▶ _Task objective_: Keep the pictures out and restate every record exactly.

▶ _Material supplied_:
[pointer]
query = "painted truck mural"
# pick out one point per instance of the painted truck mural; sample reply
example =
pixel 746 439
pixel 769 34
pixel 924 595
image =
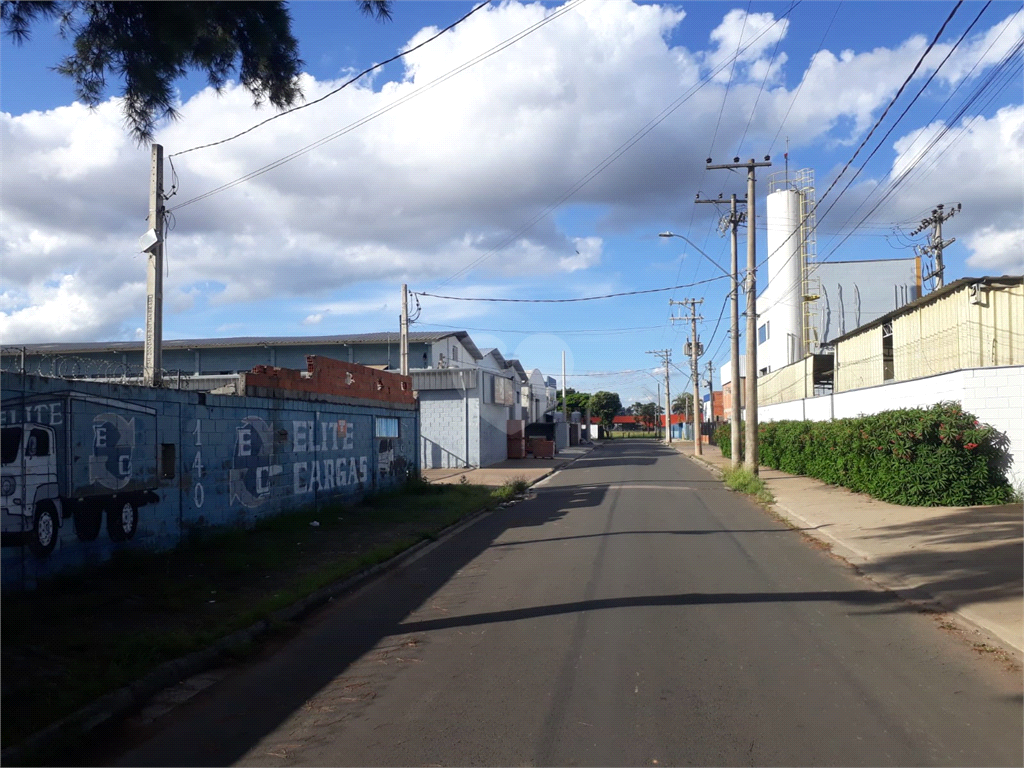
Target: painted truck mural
pixel 75 457
pixel 89 468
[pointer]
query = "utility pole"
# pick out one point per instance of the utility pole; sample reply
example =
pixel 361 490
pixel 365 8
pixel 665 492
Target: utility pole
pixel 937 244
pixel 694 349
pixel 403 343
pixel 752 300
pixel 734 219
pixel 711 388
pixel 153 352
pixel 565 408
pixel 666 355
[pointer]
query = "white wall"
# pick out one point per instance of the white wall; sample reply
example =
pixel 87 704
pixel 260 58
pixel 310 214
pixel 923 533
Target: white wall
pixel 994 395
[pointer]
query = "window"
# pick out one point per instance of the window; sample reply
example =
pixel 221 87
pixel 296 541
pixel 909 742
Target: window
pixel 39 442
pixel 167 461
pixel 386 426
pixel 888 366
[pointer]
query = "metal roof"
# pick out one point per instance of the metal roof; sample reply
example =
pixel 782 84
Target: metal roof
pixel 251 341
pixel 1007 280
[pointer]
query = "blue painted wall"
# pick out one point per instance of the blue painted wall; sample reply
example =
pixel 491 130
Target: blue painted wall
pixel 236 460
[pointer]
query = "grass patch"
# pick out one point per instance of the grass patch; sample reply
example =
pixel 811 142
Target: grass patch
pixel 747 482
pixel 514 487
pixel 85 634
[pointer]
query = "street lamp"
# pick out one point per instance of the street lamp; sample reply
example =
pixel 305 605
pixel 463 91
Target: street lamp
pixel 734 341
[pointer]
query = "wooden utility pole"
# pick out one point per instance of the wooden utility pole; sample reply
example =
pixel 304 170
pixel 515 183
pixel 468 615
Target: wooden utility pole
pixel 153 352
pixel 935 247
pixel 752 300
pixel 403 331
pixel 734 220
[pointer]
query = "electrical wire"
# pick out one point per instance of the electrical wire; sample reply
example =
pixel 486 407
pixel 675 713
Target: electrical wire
pixel 567 301
pixel 866 138
pixel 622 150
pixel 339 88
pixel 563 332
pixel 804 79
pixel 571 5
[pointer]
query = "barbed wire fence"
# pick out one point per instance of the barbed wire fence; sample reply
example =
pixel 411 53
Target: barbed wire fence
pixel 25 360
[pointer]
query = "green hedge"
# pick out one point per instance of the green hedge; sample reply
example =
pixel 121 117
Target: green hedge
pixel 939 456
pixel 723 438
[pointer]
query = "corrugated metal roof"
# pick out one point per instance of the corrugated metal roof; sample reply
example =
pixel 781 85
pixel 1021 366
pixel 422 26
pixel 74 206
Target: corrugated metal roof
pixel 1011 280
pixel 253 341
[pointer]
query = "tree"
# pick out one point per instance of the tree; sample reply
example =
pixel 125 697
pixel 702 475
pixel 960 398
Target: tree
pixel 605 406
pixel 153 44
pixel 684 404
pixel 577 400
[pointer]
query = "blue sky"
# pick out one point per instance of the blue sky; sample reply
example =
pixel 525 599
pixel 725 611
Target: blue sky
pixel 488 169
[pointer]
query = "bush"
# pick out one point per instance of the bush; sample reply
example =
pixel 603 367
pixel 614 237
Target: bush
pixel 723 438
pixel 939 456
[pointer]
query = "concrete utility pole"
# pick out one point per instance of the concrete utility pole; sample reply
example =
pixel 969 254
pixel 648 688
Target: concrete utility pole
pixel 937 244
pixel 734 219
pixel 153 353
pixel 752 300
pixel 666 355
pixel 403 366
pixel 565 407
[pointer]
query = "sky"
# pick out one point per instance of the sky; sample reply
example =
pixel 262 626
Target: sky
pixel 535 152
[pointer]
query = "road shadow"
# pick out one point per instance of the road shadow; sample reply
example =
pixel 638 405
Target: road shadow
pixel 228 722
pixel 731 531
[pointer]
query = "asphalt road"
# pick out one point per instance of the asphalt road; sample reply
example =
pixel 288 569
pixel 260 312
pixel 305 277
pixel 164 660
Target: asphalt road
pixel 634 612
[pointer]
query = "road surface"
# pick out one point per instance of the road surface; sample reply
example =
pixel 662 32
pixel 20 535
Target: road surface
pixel 634 612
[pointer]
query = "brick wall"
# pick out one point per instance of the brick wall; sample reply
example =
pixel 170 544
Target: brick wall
pixel 328 376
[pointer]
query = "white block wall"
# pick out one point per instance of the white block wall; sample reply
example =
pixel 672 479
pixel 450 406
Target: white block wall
pixel 994 395
pixel 444 440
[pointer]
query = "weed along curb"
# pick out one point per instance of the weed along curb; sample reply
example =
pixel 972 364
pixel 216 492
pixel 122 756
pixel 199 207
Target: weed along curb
pixel 122 702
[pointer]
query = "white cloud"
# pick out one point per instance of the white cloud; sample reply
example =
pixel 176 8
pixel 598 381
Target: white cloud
pixel 449 179
pixel 998 251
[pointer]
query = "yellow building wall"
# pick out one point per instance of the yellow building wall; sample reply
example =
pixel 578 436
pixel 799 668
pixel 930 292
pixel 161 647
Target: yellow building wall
pixel 858 360
pixel 791 383
pixel 949 334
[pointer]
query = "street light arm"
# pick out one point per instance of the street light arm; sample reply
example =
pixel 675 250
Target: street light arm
pixel 697 248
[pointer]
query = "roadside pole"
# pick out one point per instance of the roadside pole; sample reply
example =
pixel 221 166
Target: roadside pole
pixel 752 309
pixel 153 352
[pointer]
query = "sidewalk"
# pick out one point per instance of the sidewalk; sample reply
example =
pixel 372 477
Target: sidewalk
pixel 969 560
pixel 530 470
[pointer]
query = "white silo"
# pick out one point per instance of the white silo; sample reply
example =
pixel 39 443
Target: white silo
pixel 779 306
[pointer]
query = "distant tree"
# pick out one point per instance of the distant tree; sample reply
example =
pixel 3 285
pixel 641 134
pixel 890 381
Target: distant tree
pixel 577 400
pixel 605 406
pixel 152 44
pixel 684 404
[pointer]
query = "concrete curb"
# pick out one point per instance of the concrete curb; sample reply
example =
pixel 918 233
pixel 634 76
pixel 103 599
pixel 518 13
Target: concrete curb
pixel 858 560
pixel 131 697
pixel 123 701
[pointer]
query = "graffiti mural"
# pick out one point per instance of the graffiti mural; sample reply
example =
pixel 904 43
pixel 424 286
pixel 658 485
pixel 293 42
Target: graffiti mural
pixel 90 467
pixel 62 460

▶ _Response to this task_:
[pointer]
query = "painted truck mural"
# pick out one point per instance of the painted truck mural; sample reply
example =
pixel 746 439
pixel 769 34
pixel 924 595
image =
Target: painted truck mural
pixel 75 457
pixel 89 468
[pointer]
query = "utility pole"
# pick out one point per instance of the utility pole; sample reply
example =
pixel 361 490
pixel 365 8
pixel 665 492
Target: utility pole
pixel 937 244
pixel 694 349
pixel 403 343
pixel 752 300
pixel 734 219
pixel 711 388
pixel 153 352
pixel 565 408
pixel 666 355
[pointer]
query = "white wall"
# pick out one point per instance of the white wall; sample reply
example =
pixel 87 704
pixel 260 58
pixel 310 214
pixel 923 533
Target: white wall
pixel 994 395
[pointer]
query = "window"
# pick out one point per instance of the window; sample reply
example =
pixel 221 87
pixel 296 541
pixel 909 742
Target: window
pixel 39 442
pixel 167 461
pixel 386 426
pixel 888 366
[pointer]
query = "metal roof"
# pick out one point per instance of the metal roof; sample reply
example =
pixel 782 84
Target: metal roof
pixel 251 341
pixel 1007 280
[pointer]
query = "blue painted wall"
# pick out one point per instance of the blue painted wall; sample reply
example =
pixel 491 130
Target: blue painted wall
pixel 236 460
[pointer]
query = "grass patch"
# pick out one point per instance of the grass patch; sample reply
example =
pixel 811 142
Target: grass patch
pixel 747 482
pixel 514 487
pixel 85 634
[pointer]
query = "street lamp"
# pick out one point per instance of the street lamp; sample reply
example =
pixel 305 605
pixel 463 91
Target: street lamp
pixel 734 341
[pointer]
query = "wooden utility pole"
# pick out one point per instance of the wooden utility pole; sample reply
example =
pixel 304 170
pixel 515 183
pixel 468 615
Target: wooden utility pole
pixel 153 352
pixel 935 247
pixel 752 300
pixel 403 331
pixel 734 220
[pointer]
query = "electrical wire"
# pick out one point per instance of the electrical wire; sample reply
example =
pixel 486 407
pixel 675 713
Target: electrical wire
pixel 567 301
pixel 866 138
pixel 622 150
pixel 339 88
pixel 563 332
pixel 804 79
pixel 571 5
[pointer]
query = "barbed wire fence"
# pick out one point per instance of the barbed wire fence; sample reply
example =
pixel 411 53
Target: barbed wire fence
pixel 25 360
[pointer]
query = "green hedge"
# pick out one point per instance of the green hedge; sample reply
example =
pixel 121 117
Target: green hedge
pixel 939 456
pixel 723 438
[pointer]
query = "corrugated metal roof"
# pick out one point per instance of the corrugated metal roof; sample reply
example =
pixel 781 85
pixel 1021 366
pixel 422 26
pixel 74 206
Target: corrugated metal roof
pixel 1011 280
pixel 253 341
[pointer]
query = "tree"
# pick out one point per instance of the tree; sample reply
example =
pixel 125 697
pixel 702 475
pixel 960 398
Target: tree
pixel 605 406
pixel 153 44
pixel 684 404
pixel 577 400
[pointer]
query = "blue sky"
# pick out one point per instance of the blue sky; sample reply
example =
pixel 525 599
pixel 725 611
Target: blue sky
pixel 488 169
[pointer]
query = "bush"
# pick out one point per instance of the bush; sample reply
example =
pixel 603 367
pixel 614 237
Target: bush
pixel 723 438
pixel 939 456
[pointer]
query = "concrete utility pole"
# pick out one point per instance of the concrete utility pole; sample reply
example =
pixel 969 254
pixel 648 688
Target: concrete utility pole
pixel 937 244
pixel 734 219
pixel 153 353
pixel 752 300
pixel 666 355
pixel 403 366
pixel 565 407
[pointer]
query = "sky"
# pick out one point per instance of the sky; sample reply
example =
pixel 262 626
Target: sky
pixel 535 152
[pointer]
query = "road shadow"
# pick out one point per instance of the road shadow; sample reply
example =
pixel 638 405
Target: road shadow
pixel 228 722
pixel 731 531
[pointer]
query = "asphalt road"
# pick out one point per instance of the asphalt road; sample reply
example =
pixel 288 569
pixel 260 312
pixel 305 277
pixel 164 660
Target: asphalt road
pixel 634 612
[pointer]
query = "road surface"
# pick out one point per instance of the road surface; sample reply
example =
pixel 662 32
pixel 20 535
Target: road surface
pixel 634 612
[pointer]
query = "brick wall"
# pick out one point per instance of the brick wall; sample reply
example =
pixel 170 544
Target: brick wall
pixel 328 376
[pointer]
query = "white block wall"
# pick out one point per instance of the white block wall; sample reply
example =
pixel 672 479
pixel 450 406
Target: white block wall
pixel 994 395
pixel 444 440
[pointer]
query = "weed along curb"
# pick out one point per instance of the weed along curb; sample reply
example =
pixel 972 364
pixel 216 492
pixel 122 756
pixel 199 207
Target: weed along curb
pixel 122 702
[pointer]
query = "white cloud"
# pick out one point per instance of the white cloud; sample reply
example =
pixel 176 8
pixel 598 381
Target: white cloud
pixel 449 179
pixel 998 251
[pointer]
query = "yellow building wall"
# pick out one point per instance of the yellow building wall; sample reply
example =
pixel 578 436
pixel 799 668
pixel 930 292
pixel 161 647
Target: yellow building wall
pixel 858 360
pixel 791 383
pixel 949 334
[pointer]
query = "street light arm"
# pick out one point per instance of the street light arm; sample reply
example =
pixel 675 250
Target: street light arm
pixel 697 248
[pointer]
query = "roadside pole"
# pick out one point per instance of the roadside pole; sample reply
example =
pixel 221 166
Target: roadside pole
pixel 752 309
pixel 153 352
[pointer]
query = "sidewalk"
# pick out one point per instance of the sidewalk; sample reply
example =
pixel 372 477
Target: sidewalk
pixel 969 560
pixel 530 470
[pointer]
query = "white silo"
# pick out one point per instance of the white silo; sample reply
example =
pixel 39 443
Target: white silo
pixel 779 306
[pointer]
query = "distant tree"
# pick out one point per instance of the distant tree; sample reply
example =
pixel 3 285
pixel 641 134
pixel 890 381
Target: distant tree
pixel 577 400
pixel 605 406
pixel 152 44
pixel 684 404
[pointer]
query = "concrete curb"
# pick out one point per instance of the concrete curb; sample reply
example =
pixel 918 233
pixel 634 76
pixel 103 599
pixel 518 13
Target: concrete curb
pixel 858 560
pixel 131 697
pixel 123 701
[pointer]
query = "graffiti mural"
# pick out one point per instance of the graffiti mural; sample reply
example =
pixel 904 43
pixel 424 286
pixel 658 485
pixel 293 42
Target: graffiti mural
pixel 90 467
pixel 62 460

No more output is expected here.